* Task to complete *
Report every line of the records below that includes the string "shirt".

Record excerpts: Begin

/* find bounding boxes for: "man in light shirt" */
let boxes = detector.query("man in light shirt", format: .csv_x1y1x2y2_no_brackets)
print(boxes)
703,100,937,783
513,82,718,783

Record excerpts: End
Record excerpts: Begin

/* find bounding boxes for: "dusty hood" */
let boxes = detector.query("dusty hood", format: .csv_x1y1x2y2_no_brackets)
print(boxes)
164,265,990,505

Record excerpts: End

* Exercise output *
/* find bounding boxes for: "man in light shirt" */
let boxes = detector.query("man in light shirt", format: .csv_x1y1x2y2_no_brackets)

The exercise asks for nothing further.